Il 5 dicembre 2024 la Facoltà teologica del Triveneto ha organizzato online la presentazione del libro Rigenerare la parrocchia. Verso una conversione missionaria e del progetto “Parrocchia Triveneto”, sviluppatosi nell’arco di un triennio con il coinvolgimento di laici e laiche, religiosi e religiose, presbiteri. Oltre ai curatori del libro, Andrea Pozzobon e Rolando Covi, hanno parlato don Ivo Seghedoni, Francesco Zaccaria, il vescovo Castellucci e fr. Enzo Biemmi.
La serata del 5 dicembre 2024, organizzata dalla Facoltà teologica del Triveneto per la presentazione online del libro Rigenerare la parrocchia. Verso una conversione missionaria, è stata introdotta e guidata da uno dei due curatori del libro, Andrea Pozzobon, docente allo Iusve e delegato del vescovo per le Collaborazioni pastorali (diocesi di Treviso), e si è aperta con un approfondimento dell’altro curatore, Rolando Covi, docente della Facoltà, che ha presentato il progetto e, attraverso di esso, le linee essenziali del libro, sottolineando alcuni passi possibili per orientare le parrocchie verso uno stile maggiormente generativo (cf. SettimanaNews 3 dicembre).
Le esperienze parallele di Toscana-Emilia Romagna e Puglia
Interessante il confronto con Ivo Seghedoni, dell’Istituto superiore di Scienze religiose dell’Emilia, che ha condiviso l’esperienza di Toscana ed Emilia-Romagna. «Ci siamo allenati a discernere tutti insieme, imparando gli uni dagli altri. Abbiamo terminato il lavoro raccogliendo cinque criteri trasformativi, che abbiamo visto già in opera nelle parrocchie ascoltate, ma che vanno sostenuti, per accompagnare la transizione da un modello ancora in parte tridentino, ad una presenza di comunità missionaria sul territorio; si tratta di passaggi in atto, da implementare:
- da un’identità certa, data per tradizione, a un dialogo più creativo con il territorio;
- dalla centratura sulle attività di aggregazione e sacramentalizzazione, al primato dato all’ascolto delle esperienze di vita e alla promozione delle relazioni;
- dalla leadership accentrata alla leadership partecipata, per una corresponsabilità effettiva;
- dall’efficientismo che ci costringe ad andare avanti all’attivazione di processi di riconciliazione fraterna;
- da quelle nostalgie che fanno sprecare tempo ai processi sinodali che siano capaci di far vedere delle priorità».

- Materiale da elaborare:
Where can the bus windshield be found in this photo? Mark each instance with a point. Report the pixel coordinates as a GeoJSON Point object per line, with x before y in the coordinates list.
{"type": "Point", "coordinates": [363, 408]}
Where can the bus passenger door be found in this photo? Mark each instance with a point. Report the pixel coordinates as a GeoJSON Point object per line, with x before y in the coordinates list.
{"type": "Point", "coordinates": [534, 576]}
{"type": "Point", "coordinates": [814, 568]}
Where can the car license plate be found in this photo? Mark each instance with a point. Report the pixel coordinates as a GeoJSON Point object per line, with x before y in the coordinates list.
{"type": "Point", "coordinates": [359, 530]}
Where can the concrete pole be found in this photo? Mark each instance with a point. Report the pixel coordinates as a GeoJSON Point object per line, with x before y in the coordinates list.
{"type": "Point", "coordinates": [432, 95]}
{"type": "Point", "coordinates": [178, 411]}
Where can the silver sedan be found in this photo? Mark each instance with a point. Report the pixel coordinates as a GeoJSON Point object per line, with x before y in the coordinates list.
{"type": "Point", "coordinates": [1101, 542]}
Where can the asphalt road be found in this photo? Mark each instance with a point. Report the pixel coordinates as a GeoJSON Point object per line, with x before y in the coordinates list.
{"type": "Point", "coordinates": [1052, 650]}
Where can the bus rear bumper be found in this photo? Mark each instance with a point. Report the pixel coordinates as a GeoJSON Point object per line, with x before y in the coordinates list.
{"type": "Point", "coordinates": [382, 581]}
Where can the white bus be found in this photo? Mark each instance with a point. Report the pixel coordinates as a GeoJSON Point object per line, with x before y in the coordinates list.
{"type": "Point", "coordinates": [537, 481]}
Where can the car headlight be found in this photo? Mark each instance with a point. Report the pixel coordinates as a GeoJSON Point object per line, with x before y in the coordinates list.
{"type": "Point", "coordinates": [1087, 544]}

- Cosa si richiede:
a – Trascrivi alla lettera le voci dalla riga che contiene "Where can the silver" fino alla fine delle voci, estremi inclusi.
b – Prosegui il brano sulla conversione missionaria delle parrocchie a partire dalla sua ultima frase.
Le voci non hanno alcun legame con il brano.

- Compiti svolti:
a –
Where can the silver sedan be found in this photo? Mark each instance with a point. Report the pixel coordinates as a GeoJSON Point object per line, with x before y in the coordinates list.
{"type": "Point", "coordinates": [1101, 542]}
Where can the asphalt road be found in this photo? Mark each instance with a point. Report the pixel coordinates as a GeoJSON Point object per line, with x before y in the coordinates list.
{"type": "Point", "coordinates": [1052, 650]}
Where can the bus rear bumper be found in this photo? Mark each instance with a point. Report the pixel coordinates as a GeoJSON Point object per line, with x before y in the coordinates list.
{"type": "Point", "coordinates": [382, 581]}
Where can the white bus be found in this photo? Mark each instance with a point. Report the pixel coordinates as a GeoJSON Point object per line, with x before y in the coordinates list.
{"type": "Point", "coordinates": [537, 481]}
Where can the car headlight be found in this photo? Mark each instance with a point. Report the pixel coordinates as a GeoJSON Point object per line, with x before y in the coordinates list.
{"type": "Point", "coordinates": [1087, 544]}

b –
Francesco Zaccaria, a nome dell’Istituto Pastorale Pugliese, ha descritto i tre anni del progetto che ha indagato sulle possibilità, nelle diocesi pugliesi, di una conversione missionaria della parrocchia. Prezioso il bilancio finale: «Abbiamo compreso che, per accompagnare questa conversione pastorale, è necessario investire contemporaneamente su due fronti: l’aspetto formativo personale e l’aspetto organizzativo comunitario strutturale. Non ci può essere l’uno senza l’altro».
Proporsi senza imporsi
Erio Castellucci, vescovo di Modena-Nonantola e Carpi e vicepresidente della Conferenza episcopale italiana per l’Italia settentrionale, ha presentato il numero 117, dedicato alla parrocchia dal Documento finale della seconda sessione della XVI Assemblea generale ordinaria del Sinodo dei vescovi. «Nel dibattito sinodale, da molte Chiese sono emerse diverse declinazioni circa i “territori esistenziali”: associazioni e movimenti, pietà popolare, comunità di base, monasteri e conventi, santuari, luoghi di pellegrinaggio e turismo religioso, luoghi di carità vissuta, qualcuno anche diceva le case, come luoghi di crescita della Chiesa, con esperienza di gruppi della Bibbia. Questa pluralità non intendeva frantumare la parrocchia o dichiararla decaduta, ma arricchire l’esperienza parrocchiale».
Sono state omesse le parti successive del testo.